I have a table like
--------------------|
Val
--------------------|
1, M A ,HELLO,WORLD |
2, M 1A,HELLO WORLD |
---------------------
I want to split the above dataframe so it contains 3 cols below.
----------------------
a | b | c |
----------------------
1 | M A | HELLO,WORLD|
1 | M 1A| HELLO WORLD|
----------------------
I have used the below code but does not work as expected. Is there a way to contain all characters after 5 charcters in col c etc and character 2-5 in col b.
df = df.withColumn('Splitted', F.split(hadf37dr_df['Val'], ',')).withColumn('a', F.col('Splitted')[0]).withColumn('b', F.col('Splitted')[1]).withColumn('c', F.col('Splitted')[2])
CodePudding user response:
You can use df.Val.str.extract(...)
to split a string column into multiple columns.
https://pandas.pydata.org/docs/reference/api/pandas.Series.str.extract.html
If you are having this issue because the file you are reading is actually formatted in fixed-width instead of comma-separated for example you might want to use read_fwf(...)
from the pandas library to avoid this problem in the first place.
https://pandas.pydata.org/docs/reference/api/pandas.read_fwf.html
CodePudding user response:
why split a dataframe by length of characters
to achieve goal for splitting based on fisrt occurance of coma? if so
df = pd.DataFrame([i.split(',', 1) for i in df.Val], columns=['b', 'c'])
Gives #
b c
0 M A HELLO,WORLD
1 M 1A HELLO WORLD
CodePudding user response:
if you want to this in pyspark you need F.concat_ws which concat elements of a list and return it as string and you need F.slice which slice elements of a list from 'head' with specified 'length'. because you need to set length you need size of array which you can have with F.size.
(
df
.withColumn('Splitted', F.split(df['val'], ','))
.withColumn('a', F.col('Splitted')[0])
.withColumn('b', F.col('Splitted')[1])
.withColumn(
'c',
F.concat_ws(
',',
F.slice('Splitted', 3, F.size('Splitted') - 2)))
).show()
------------------- -------------------- --- ----- -----------
| val| Splitted| a| b| c|
------------------- -------------------- --- ----- -----------
|1, M A ,HELLO,WORLD|[1, M A , HELLO,...| 1| M A |HELLO,WORLD|
|2, M 1A,HELLO WORLD|[2, M 1A, HELLO ...| 2| M 1A|HELLO WORLD|
------------------- -------------------- --- ----- -----------
CodePudding user response:
If splitting the strings from your original table df with column 'Val' is just based on positions (as you write), you can slice them as follows to obtain df1
df1 = pd.DataFrame(columns = ['a', 'b', 'c'],
data = [[row[0], row[2:7], row[8:]] for row in df.Val]])

> **Given data**:

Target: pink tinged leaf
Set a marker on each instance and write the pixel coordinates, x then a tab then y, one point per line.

> **Set of tasks**:
- A) From the thread about splitting a dataframe column, reproduce word for word the passage starting with "to split a string" and going on through "to use read_fwf(...)".
- B) Answer these questions on the thread about splitting a dataframe column:
(i) Which pandas function does one reply suggest for a file that is really in fixed-width format?
(ii) In the pyspark reply, which function gives the size of the array?
(iii) What name does the last reply give to the new dataframe it builds?
- C) Say whether each statement agrees with the thread about splitting a dataframe column:
(i) The asker wants characters 2 to 5 placed in col b.
(ii) The second reply splits each string at the last comma.
(iii) The pyspark reply uses F.concat_ws to join the elements of a list into a string.
The lines have no connection to the thread about splitting a dataframe column.

> **Expected answers**:
- A)
to split a string column into multiple columns.
https://pandas.pydata.org/docs/reference/api/pandas.Series.str.extract.html
If you are having this issue because the file you are reading is actually formatted in fixed-width instead of comma-separated for example you might want to use read_fwf(...)

- B)
(i) read_fwf(...)
(ii) F.size
(iii) df1

- C)
(i) Yes: "character 2-5 in col b"
(ii) No: "splitting based on fisrt occurance of coma"
(iii) Yes: "F.concat_ws which concat elements of a list and return it as string"